» PASSAGE

- Opening Delimiter -

Turbulent times

Well the market has certainly woken up to possible risks from the Coronavirus contagion since my last post! We now seem to be in the midst of a full-blown market panic, with the market yoyoing up and down (well mostly down) several percent every day, as investors overreact to news about the virus, its effect on businesses and the government’s response. To top that we now also have to contend with news of a collapse in oil prices, which have fallen almost 30% over the weekend following the break down of OPEC agreements.

All my gains from what had previously been shaping up to be a good year have been eroded and my portfolio is now squarely in the red.

A large number of investors seem to think we are embarking on financial Armageddon. Hopefully they are wrong, though it’s not out of the question. I’m still optimistic, as ever.

The oil price shock has come as Russia has failed to come to agreement with the Saudis on production cuts to prop up prices in response to falling demand. There is a clear strategic motivation behind this – to pull down prices sufficiently to ruin the heavily-indebted US shale industry and reduce long term capacity. For most businesses low oil prices are not a problem, indeed they are a benefit. However, some businesses and countries are heavily reliant on oil revenues and investors are presumably concerned about possible financial contagion from the money they have borrowed. There may also be concern about the impact of a possible collapse in US shale on the wider US economy. I’m not in a position to judge how much of an issue this really is but I’m sufficiently sceptical to remain optimistic that it’s overblown.

Similarly, I can see Coronavirus is likely to spread and may become a serious risk for the elderly and those with weak immune systems. However, I’m sceptical that investors should be so concerned. The health effects on the working population are short-lived and not especially severe. Efforts to contain the virus will have some economic impact, but it seems unlikely that strict containment measures would last for very long or have severe knock-on consequences. Overall, I don’t see why this should significantly affect how much most businesses are worth.

- Closing Delimiter -

» TASKS TO PERFORM
**a)** Answer these questions using the blog post.
(i) By roughly how much did oil prices fall over the weekend?
(ii) Which industry does the writer say the oil strategy is meant to ruin?
(iii) For whom may Coronavirus become a serious risk?
**b)** Print the stretch of the blog post from "The oil price" through "that it’s overblown.".

Records from a data collection
- Opening Delimiter -

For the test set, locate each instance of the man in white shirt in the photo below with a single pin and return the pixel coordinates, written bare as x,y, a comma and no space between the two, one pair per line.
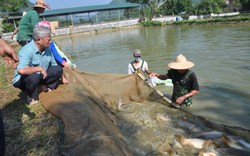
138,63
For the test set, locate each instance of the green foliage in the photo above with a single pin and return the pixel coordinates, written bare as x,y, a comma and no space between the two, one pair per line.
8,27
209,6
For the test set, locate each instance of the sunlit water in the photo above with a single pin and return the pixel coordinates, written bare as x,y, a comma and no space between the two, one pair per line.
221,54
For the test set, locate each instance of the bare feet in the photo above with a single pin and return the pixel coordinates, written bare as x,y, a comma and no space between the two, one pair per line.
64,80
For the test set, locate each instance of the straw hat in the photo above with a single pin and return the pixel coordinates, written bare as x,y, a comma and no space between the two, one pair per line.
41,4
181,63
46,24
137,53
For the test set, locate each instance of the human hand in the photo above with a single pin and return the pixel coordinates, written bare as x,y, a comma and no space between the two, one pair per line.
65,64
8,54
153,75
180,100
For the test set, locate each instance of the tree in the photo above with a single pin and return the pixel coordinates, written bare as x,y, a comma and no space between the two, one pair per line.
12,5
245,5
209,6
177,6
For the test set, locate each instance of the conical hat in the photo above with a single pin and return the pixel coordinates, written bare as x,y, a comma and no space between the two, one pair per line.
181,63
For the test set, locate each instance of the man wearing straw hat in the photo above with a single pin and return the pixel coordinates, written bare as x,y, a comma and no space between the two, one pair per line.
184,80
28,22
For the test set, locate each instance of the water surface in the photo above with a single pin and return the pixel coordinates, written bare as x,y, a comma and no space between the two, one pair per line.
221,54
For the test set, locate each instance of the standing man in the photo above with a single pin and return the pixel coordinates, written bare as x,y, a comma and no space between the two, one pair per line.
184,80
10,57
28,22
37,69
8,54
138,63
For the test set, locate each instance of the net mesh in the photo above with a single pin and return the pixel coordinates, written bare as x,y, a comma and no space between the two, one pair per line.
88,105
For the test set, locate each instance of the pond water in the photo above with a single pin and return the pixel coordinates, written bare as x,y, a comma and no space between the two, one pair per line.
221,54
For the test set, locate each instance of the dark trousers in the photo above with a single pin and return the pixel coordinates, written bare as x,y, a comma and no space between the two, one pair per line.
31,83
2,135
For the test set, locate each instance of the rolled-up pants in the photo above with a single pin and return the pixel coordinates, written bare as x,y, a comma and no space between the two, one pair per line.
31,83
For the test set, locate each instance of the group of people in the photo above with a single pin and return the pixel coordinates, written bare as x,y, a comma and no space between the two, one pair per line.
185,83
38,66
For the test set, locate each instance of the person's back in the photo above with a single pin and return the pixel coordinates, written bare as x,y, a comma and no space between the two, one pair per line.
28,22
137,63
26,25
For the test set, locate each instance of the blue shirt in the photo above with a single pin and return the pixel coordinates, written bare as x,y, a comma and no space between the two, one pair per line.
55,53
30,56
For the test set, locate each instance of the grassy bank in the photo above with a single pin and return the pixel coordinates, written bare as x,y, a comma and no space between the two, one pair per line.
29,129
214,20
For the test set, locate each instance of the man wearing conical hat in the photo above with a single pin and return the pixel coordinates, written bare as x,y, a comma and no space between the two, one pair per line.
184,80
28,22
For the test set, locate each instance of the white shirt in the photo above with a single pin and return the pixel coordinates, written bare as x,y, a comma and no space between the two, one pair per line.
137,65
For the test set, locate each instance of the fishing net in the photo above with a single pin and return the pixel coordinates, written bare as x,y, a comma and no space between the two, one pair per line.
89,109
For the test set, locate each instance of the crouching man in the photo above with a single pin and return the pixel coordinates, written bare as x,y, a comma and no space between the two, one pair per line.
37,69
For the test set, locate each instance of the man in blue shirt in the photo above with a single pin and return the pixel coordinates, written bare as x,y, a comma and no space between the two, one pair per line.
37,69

- Closing Delimiter -
- Opening Delimiter -

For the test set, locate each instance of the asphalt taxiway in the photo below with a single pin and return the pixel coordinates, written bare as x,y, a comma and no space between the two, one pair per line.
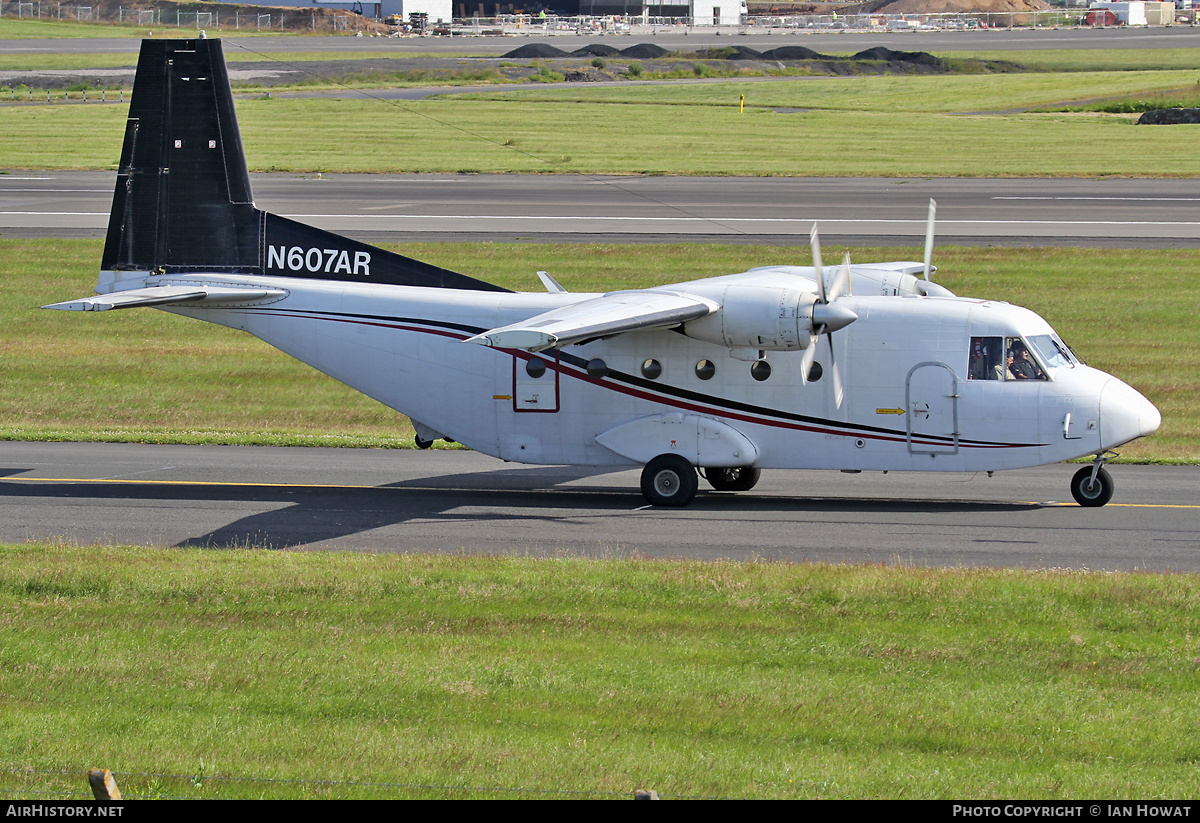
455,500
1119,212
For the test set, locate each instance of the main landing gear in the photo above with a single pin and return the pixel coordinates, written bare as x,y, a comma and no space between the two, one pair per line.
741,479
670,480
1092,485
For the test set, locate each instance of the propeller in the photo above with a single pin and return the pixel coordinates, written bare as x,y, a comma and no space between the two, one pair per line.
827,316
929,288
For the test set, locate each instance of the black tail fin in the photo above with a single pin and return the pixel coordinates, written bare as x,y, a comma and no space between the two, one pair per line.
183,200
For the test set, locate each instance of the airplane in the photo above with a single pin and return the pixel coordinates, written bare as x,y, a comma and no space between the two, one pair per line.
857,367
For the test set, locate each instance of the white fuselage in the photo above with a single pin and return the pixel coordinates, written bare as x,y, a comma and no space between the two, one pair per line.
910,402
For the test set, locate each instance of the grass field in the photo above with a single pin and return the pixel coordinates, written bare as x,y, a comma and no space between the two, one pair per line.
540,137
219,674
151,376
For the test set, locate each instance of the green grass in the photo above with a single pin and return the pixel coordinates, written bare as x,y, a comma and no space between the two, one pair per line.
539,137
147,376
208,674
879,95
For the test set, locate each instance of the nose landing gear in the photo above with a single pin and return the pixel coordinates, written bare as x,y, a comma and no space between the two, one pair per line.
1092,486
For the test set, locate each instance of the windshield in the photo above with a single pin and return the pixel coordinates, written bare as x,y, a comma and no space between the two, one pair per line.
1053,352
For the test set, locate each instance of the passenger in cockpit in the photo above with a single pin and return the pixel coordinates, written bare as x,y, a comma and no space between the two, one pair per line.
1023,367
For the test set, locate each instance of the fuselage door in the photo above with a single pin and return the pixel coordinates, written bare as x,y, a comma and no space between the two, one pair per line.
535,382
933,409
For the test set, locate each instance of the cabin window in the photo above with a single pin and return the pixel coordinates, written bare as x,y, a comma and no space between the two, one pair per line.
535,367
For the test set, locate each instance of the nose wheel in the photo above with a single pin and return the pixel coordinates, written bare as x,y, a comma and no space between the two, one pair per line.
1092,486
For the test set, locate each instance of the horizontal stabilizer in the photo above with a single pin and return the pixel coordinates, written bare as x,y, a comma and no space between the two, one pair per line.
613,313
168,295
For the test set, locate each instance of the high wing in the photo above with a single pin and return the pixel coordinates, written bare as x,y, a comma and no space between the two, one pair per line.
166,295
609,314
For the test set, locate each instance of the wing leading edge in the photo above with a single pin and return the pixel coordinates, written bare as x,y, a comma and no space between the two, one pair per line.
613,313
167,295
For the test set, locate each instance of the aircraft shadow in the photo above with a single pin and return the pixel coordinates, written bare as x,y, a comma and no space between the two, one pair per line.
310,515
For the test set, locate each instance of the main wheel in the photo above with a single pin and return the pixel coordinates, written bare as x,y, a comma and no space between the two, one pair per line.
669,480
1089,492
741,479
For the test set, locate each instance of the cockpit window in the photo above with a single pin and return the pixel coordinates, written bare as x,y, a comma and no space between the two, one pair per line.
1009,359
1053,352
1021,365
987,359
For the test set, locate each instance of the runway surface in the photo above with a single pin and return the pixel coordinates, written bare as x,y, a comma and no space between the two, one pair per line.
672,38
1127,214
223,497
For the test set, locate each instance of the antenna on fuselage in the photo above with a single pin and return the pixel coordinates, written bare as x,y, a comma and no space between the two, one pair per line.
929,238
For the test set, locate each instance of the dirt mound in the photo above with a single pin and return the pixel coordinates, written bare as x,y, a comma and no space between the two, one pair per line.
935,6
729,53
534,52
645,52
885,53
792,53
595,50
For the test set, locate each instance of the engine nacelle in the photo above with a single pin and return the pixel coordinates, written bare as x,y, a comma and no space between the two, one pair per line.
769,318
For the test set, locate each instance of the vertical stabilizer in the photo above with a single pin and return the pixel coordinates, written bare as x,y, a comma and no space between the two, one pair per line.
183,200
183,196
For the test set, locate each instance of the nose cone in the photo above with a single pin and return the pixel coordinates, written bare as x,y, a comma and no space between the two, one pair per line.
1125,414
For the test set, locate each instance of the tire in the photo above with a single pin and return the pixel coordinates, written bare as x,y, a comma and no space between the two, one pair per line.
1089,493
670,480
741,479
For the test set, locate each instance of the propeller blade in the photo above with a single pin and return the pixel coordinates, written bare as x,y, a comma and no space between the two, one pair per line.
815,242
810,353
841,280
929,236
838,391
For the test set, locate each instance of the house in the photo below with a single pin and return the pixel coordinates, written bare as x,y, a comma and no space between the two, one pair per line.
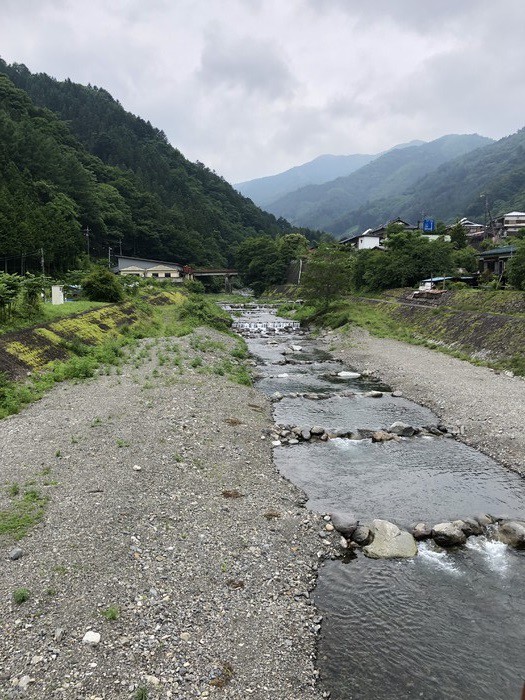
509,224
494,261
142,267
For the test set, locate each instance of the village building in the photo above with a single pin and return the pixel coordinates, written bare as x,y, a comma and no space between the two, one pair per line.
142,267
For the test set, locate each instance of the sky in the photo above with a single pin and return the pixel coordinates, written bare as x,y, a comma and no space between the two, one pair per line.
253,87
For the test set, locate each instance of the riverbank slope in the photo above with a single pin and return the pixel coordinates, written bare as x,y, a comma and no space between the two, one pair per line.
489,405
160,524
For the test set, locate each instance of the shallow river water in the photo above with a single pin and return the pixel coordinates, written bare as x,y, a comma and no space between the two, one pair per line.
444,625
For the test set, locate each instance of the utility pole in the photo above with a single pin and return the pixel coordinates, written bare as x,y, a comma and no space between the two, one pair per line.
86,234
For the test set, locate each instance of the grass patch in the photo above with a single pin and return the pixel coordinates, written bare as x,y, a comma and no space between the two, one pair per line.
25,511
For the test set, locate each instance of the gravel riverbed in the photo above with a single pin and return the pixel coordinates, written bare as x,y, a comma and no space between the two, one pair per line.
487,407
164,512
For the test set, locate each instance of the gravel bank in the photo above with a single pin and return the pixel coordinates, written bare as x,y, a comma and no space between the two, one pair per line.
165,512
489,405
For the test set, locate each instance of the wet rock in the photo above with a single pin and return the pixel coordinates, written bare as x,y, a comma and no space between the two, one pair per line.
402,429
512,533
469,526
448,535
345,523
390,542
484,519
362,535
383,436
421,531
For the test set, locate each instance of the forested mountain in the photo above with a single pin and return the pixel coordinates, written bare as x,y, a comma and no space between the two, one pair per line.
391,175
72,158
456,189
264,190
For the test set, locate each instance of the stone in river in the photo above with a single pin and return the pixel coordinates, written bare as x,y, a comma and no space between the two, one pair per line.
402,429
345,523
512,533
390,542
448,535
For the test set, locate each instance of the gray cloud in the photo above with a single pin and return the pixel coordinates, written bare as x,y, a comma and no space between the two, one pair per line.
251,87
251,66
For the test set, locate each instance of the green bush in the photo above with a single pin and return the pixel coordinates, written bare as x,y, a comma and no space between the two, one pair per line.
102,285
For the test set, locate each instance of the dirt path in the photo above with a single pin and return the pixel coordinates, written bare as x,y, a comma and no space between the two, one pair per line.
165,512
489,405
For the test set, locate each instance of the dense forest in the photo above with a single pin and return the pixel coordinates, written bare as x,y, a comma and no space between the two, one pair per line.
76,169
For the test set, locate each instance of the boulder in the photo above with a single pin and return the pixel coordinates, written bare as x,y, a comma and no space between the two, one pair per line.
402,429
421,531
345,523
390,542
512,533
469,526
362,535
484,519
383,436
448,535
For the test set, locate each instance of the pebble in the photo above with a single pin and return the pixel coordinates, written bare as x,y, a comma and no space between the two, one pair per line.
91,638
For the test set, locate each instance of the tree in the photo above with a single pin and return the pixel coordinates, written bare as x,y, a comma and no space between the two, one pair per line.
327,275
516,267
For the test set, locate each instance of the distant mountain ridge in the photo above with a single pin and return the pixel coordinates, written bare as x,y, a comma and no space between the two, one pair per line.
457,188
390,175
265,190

- Closing Delimiter -

» ACTIVITY ANSWERS
**a)**
(i) Almost 30%.
(ii) The heavily-indebted US shale industry.
(iii) The elderly and those with weak immune systems.

**b)**
The oil price shock has come as Russia has failed to come to agreement with the Saudis on production cuts to prop up prices in response to falling demand. There is a clear strategic motivation behind this – to pull down prices sufficiently to ruin the heavily-indebted US shale industry and reduce long term capacity. For most businesses low oil prices are not a problem, indeed they are a benefit. However, some businesses and countries are heavily reliant on oil revenues and investors are presumably concerned about possible financial contagion from the money they have borrowed. There may also be concern about the impact of a possible collapse in US shale on the wider US economy. I’m not in a position to judge how much of an issue this really is but I’m sufficiently sceptical to remain optimistic that it’s overblown.